Extracted data:
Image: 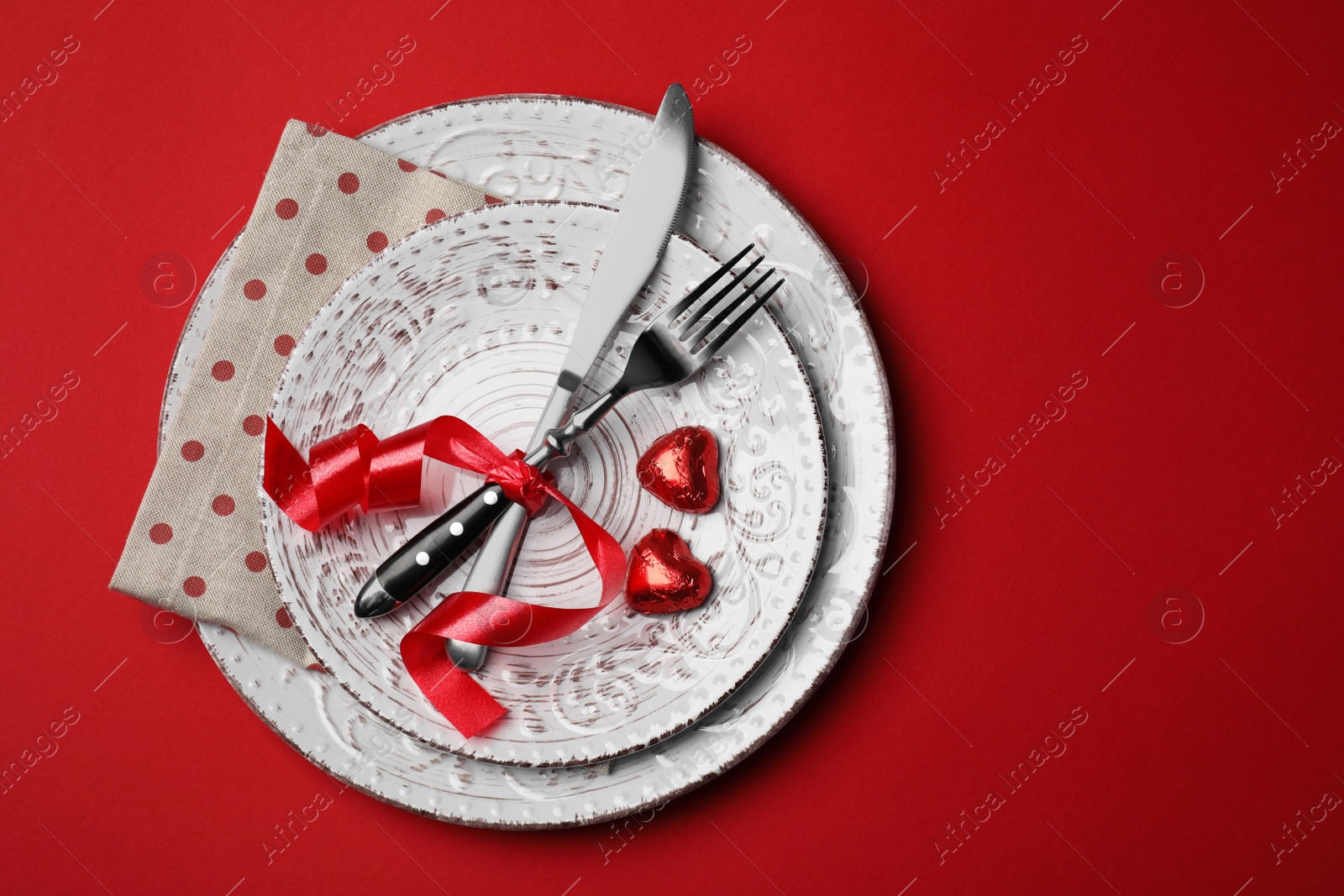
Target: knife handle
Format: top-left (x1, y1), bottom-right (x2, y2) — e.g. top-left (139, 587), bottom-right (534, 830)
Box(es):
top-left (354, 482), bottom-right (513, 616)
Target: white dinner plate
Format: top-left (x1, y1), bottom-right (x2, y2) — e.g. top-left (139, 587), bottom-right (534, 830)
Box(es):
top-left (161, 96), bottom-right (895, 829)
top-left (260, 202), bottom-right (827, 766)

The exercise:
Pictures in the records should not appear in your copy, but everything else must be transcribed exactly.

Result of this task:
Image: 
Target: knife handle
Format: top-left (x1, y1), bottom-right (x2, y2) — e.g. top-left (139, 587), bottom-right (534, 830)
Box(es):
top-left (354, 482), bottom-right (513, 616)
Target: white dinner plate
Format: top-left (x1, y1), bottom-right (x2, y2) — e.g. top-left (139, 587), bottom-right (534, 830)
Box(es):
top-left (161, 96), bottom-right (895, 829)
top-left (260, 202), bottom-right (827, 766)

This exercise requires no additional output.